• **Problem to solve**: Reproduce the passage of the article on the musician Tourist, below, starting with "William Edward Phillips" and going on through "Alice, and Chvrches.".

• **Selected excerpt**:

- Born: William Edward Philips 12 February 1987 (age 39) South London, England
- Origin: Cornwall, England
- Genres: Electronic
- Occupations: DJ; record producer; songwriter;
- Years active: 2009–present
- Label: Monday

= Tourist (musician) =

English electronic musician (born 1987)

William Edward Phillips (born 12 February 1987), also known by his stage name Tourist, is an English electronic musician and songwriter.

==Biography==
In 2015 he won the Grammy Award for Song of the Year for co-writing Sam Smith's "Stay with Me", along with James Napier. Since then, he has gone on to release six full-length albums, U (6 May 2016), Everyday (15 February 2019), Wild (18 October 2019), Inside Out (20 May 2022), Memory Morning (19 April 2024) and Music Is Invisible (5 December 2025) alongside several more EPs. He remains active as a writer, producer, and remixer, including remixing artists like Christine & The Queens, Hozier, Wolf Alice, and Chvrches.

• **Record set**:
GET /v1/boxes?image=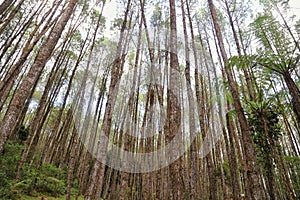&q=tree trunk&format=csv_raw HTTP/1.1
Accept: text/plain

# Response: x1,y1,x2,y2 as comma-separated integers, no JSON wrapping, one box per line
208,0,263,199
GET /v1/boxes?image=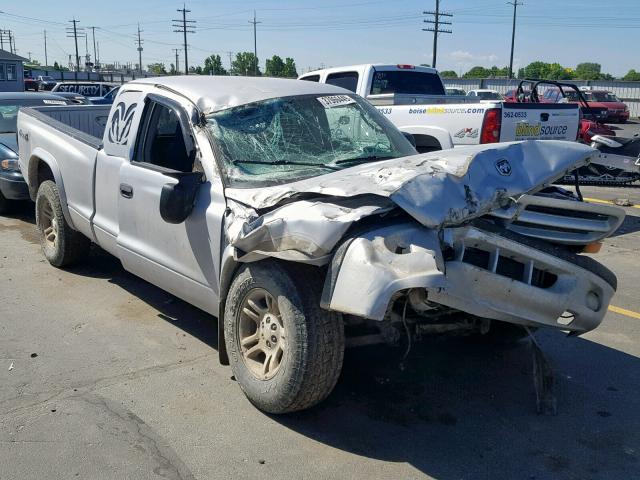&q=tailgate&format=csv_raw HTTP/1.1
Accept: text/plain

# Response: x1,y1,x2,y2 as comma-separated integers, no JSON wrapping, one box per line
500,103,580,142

* * *

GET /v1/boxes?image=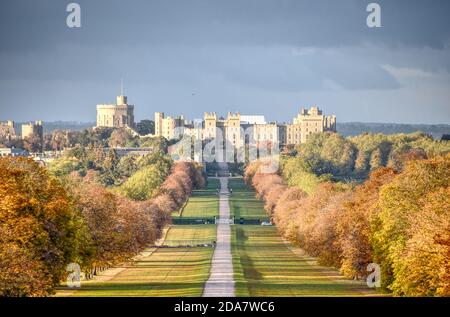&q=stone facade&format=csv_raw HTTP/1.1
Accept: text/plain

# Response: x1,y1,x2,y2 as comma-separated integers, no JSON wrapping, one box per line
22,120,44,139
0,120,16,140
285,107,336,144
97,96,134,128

---

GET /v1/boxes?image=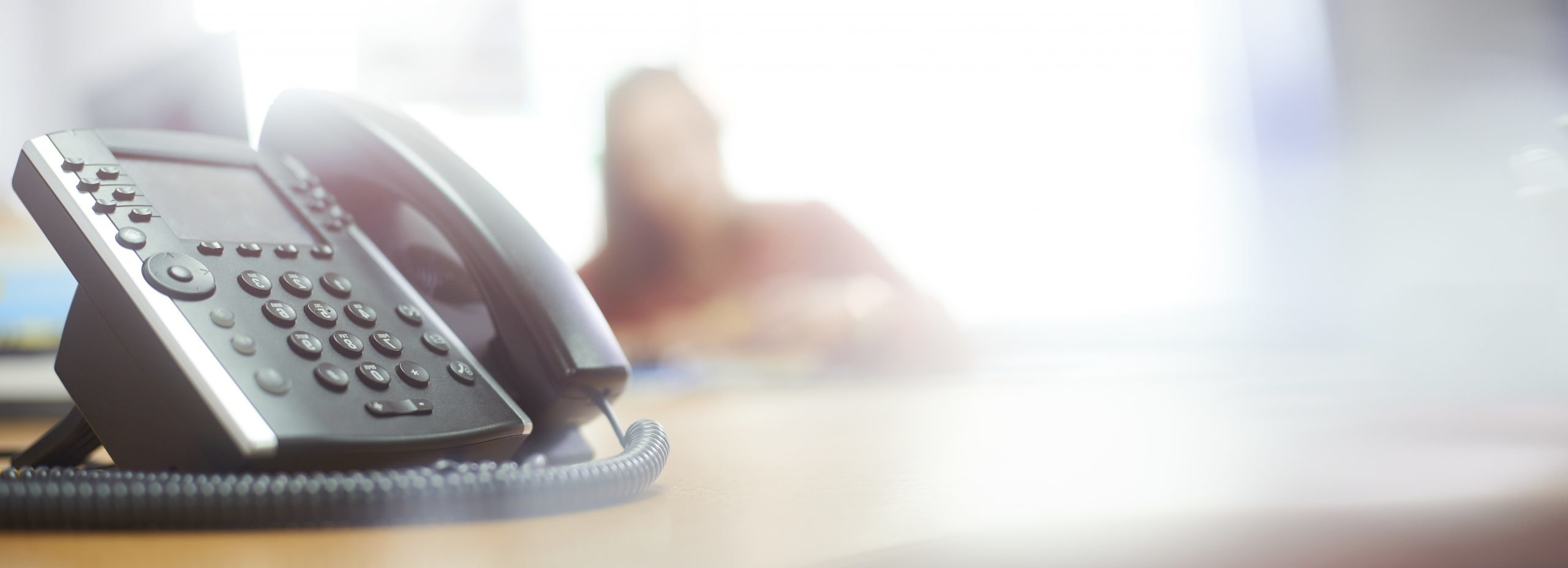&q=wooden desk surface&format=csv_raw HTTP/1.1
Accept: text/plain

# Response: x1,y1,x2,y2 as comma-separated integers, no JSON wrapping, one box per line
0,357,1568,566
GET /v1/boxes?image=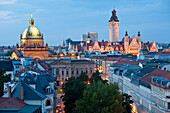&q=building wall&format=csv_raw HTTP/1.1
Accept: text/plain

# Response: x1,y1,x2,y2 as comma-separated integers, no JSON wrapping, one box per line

• **Written solution**:
William Edward Phillips (born 12 February 1987), also known by his stage name Tourist, is an English electronic musician and songwriter.

==Biography==
In 2015 he won the Grammy Award for Song of the Year for co-writing Sam Smith's "Stay with Me", along with James Napier. Since then, he has gone on to release six full-length albums, U (6 May 2016), Everyday (15 February 2019), Wild (18 October 2019), Inside Out (20 May 2022), Memory Morning (19 April 2024) and Music Is Invisible (5 December 2025) alongside several more EPs. He remains active as a writer, producer, and remixer, including remixing artists like Christine & The Queens, Hozier, Wolf Alice, and Chvrches.